-- start Input --
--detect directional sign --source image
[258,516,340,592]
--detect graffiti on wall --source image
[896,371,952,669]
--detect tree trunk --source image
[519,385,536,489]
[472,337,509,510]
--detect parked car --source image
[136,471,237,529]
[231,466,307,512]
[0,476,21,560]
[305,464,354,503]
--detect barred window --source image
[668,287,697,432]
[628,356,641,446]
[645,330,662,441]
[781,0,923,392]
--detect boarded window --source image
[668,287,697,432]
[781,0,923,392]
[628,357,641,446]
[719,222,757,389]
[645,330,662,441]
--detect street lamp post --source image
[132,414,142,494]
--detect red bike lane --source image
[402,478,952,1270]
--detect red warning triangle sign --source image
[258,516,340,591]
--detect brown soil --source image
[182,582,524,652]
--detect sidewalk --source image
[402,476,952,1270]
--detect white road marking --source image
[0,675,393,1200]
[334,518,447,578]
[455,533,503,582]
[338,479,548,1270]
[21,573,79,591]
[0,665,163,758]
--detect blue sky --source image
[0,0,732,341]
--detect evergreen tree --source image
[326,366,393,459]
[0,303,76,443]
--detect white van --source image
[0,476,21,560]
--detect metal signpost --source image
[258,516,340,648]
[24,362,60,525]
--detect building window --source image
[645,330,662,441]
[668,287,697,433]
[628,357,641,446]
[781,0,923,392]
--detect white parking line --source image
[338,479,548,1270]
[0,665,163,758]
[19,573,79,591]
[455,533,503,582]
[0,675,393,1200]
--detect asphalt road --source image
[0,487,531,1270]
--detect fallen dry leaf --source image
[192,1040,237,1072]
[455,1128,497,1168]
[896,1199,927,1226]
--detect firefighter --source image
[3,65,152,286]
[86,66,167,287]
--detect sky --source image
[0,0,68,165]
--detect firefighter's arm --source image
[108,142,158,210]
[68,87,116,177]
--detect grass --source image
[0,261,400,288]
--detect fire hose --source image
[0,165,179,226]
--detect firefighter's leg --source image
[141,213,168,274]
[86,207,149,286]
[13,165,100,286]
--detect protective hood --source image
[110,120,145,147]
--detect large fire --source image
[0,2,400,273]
-- end Input --
Your instructions: Can you quote exactly the lines from the one containing "--detect street lamp post --source image" through the last line of the records above, and nothing else?

Right answer:
--detect street lamp post --source image
[132,414,142,494]
--detect red bike lane --source image
[402,478,952,1270]
--detect red warning triangle sign --source image
[258,516,340,591]
--detect brown soil --source image
[182,582,524,652]
--detect sidewalk --source image
[402,476,952,1270]
--detect white road marking --source image
[0,675,393,1200]
[334,518,447,578]
[455,533,503,582]
[338,479,548,1270]
[21,573,79,591]
[0,665,163,758]
--detect blue sky --source image
[0,0,732,341]
--detect evergreen tree --source image
[326,366,393,459]
[0,303,76,443]
--detect white van --source image
[0,476,21,560]
--detect metal signpost --source image
[258,516,340,648]
[24,362,60,525]
--detect building window --source image
[645,330,662,441]
[668,287,697,433]
[628,357,641,446]
[781,0,923,392]
--detect white parking line --source image
[338,479,548,1270]
[0,665,163,758]
[19,573,79,591]
[455,533,503,582]
[0,675,393,1200]
--detect asphalt road --source image
[0,487,531,1270]
--detect fallen dry leaf --source image
[192,1040,237,1072]
[455,1128,497,1168]
[896,1199,927,1226]
--detect firefighter --source image
[3,65,152,286]
[86,66,167,287]
--detect sky --source image
[0,0,68,165]
--detect firefighter's arm --source image
[108,142,158,210]
[68,87,116,177]
--detect grass --source image
[0,261,400,288]
--detect fire hose --source image
[0,165,179,226]
--detect firefighter's leg --source image
[141,213,168,274]
[86,207,149,286]
[13,165,100,286]
--detect protective hood --source image
[110,120,145,147]
--detect large fire --source image
[0,2,400,273]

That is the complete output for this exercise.